→ **QUOTED PASSAGE**
────────────────────────────────────────
Sunday, October 7, 2007

NIGHT FLASHES

The sci-fi horror of the rape rampage happening in Congo right now is unbelievable.

According to victims, one of the newest groups to emerge is called the Rastas, a mysterious gang of dreadlocked fugitives who live deep in the forest, wear shiny tracksuits and Los Angeles Lakers jerseys and are notorious for burning babies, kidnapping women and literally chopping up anybody who gets in their way.

United Nations officials said the so-called Rastas were once part of the Hutu militias who fled Rwanda after committing genocide there in 1994, but now it seems they have split off on their own and specialize in freelance cruelty.

I had in my class this summer a 24-year-old woman from Congo, an amazing writer with shoulder-length braids and a mellifluous African-French accent, quiet in class (self-conscious about her English) but driven and outspoken outside of it. I learned at least as much from the essays she wrote as she did from anything I assigned. She managed to get out of her engagement at 15 to a much older man by stalling with education: she said she did not want to marry until she had finished her education, then proceeded to earn more and more scholarships and degrees until finally six years later the man gave up in exasperation. Now she has married for love, emigrated to Portland, and added English to her roster of fluency (five languages now).
────────────────────────────────────────
→ **TO-DO LIST**
a: Sum up the blog post in two sentences.
b: Decide whether each statement agrees with the blog post, answering yes or no and quoting the deciding words: (i) The Rastas are said to wear Los Angeles Lakers jerseys. (ii) The woman from Congo was talkative in class. (iii) The man she was engaged to gave up after three years.
c: Carry on the blog post about Congo, beginning right after its final sentence.

→ **DATA EXTRACT**
────────────────────────────────────────
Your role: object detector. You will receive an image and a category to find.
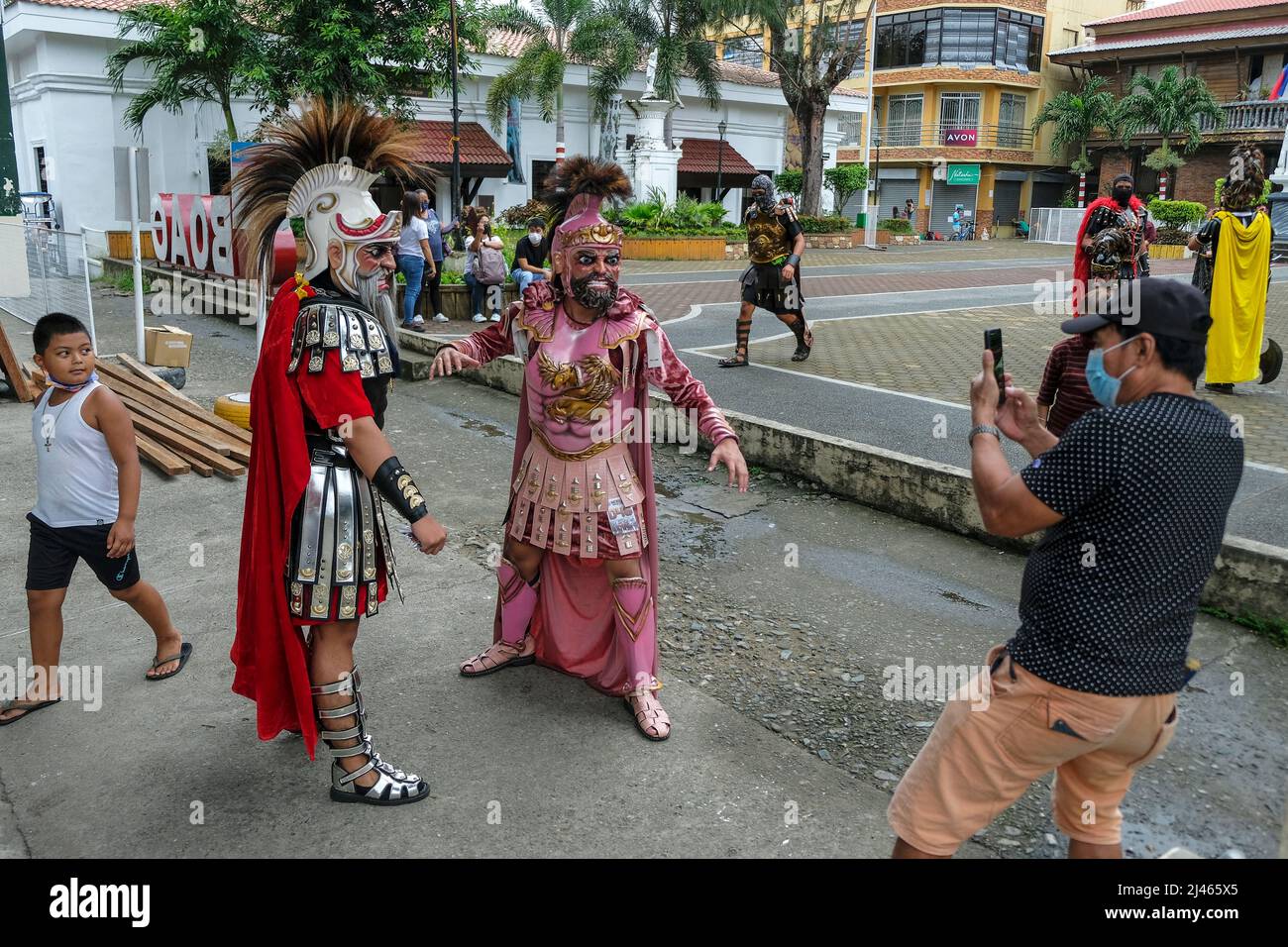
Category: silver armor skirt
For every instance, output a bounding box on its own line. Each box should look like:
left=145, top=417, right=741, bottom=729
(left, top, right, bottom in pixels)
left=286, top=434, right=398, bottom=624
────────────────────────────────────────
→ **RESULTS BY TASK**
a: The blog post calls the rape rampage in Congo an unbelievable sci-fi horror and describes the Rastas, a dreadlocked forest gang that United Nations officials say split off from the Hutu militias who fled Rwanda after the 1994 genocide. It then recalls a 24-year-old Congolese woman from the writer's summer class who escaped an engagement made at 15 by pursuing education, later married for love, emigrated to Portland, and now speaks five languages.

b:
(i) Yes: "wear shiny tracksuits and Los Angeles Lakers jerseys"
(ii) No: "quiet in class (self-conscious about her English)"
(iii) No: "finally six years later the man gave up in exasperation"

c:
I know she is not from this part of Congo, but I think of her immediately whenever I read about it. Knowing someone from another part of the world instantly makes you care about it in a different way. I thought about that a lot in Norway last summer.

This image haunts me:
Recently, [United Nations peacekeepers] initiated what they call “night flashes,” in which three truckloads of peacekeepers drive into the bush and keep their headlights on all night as a signal to both civilians and armed groups that the peacekeepers are there. Sometimes, when morning comes, 3,000 villagers are curled up on the ground around them.
Read it all. It's not long.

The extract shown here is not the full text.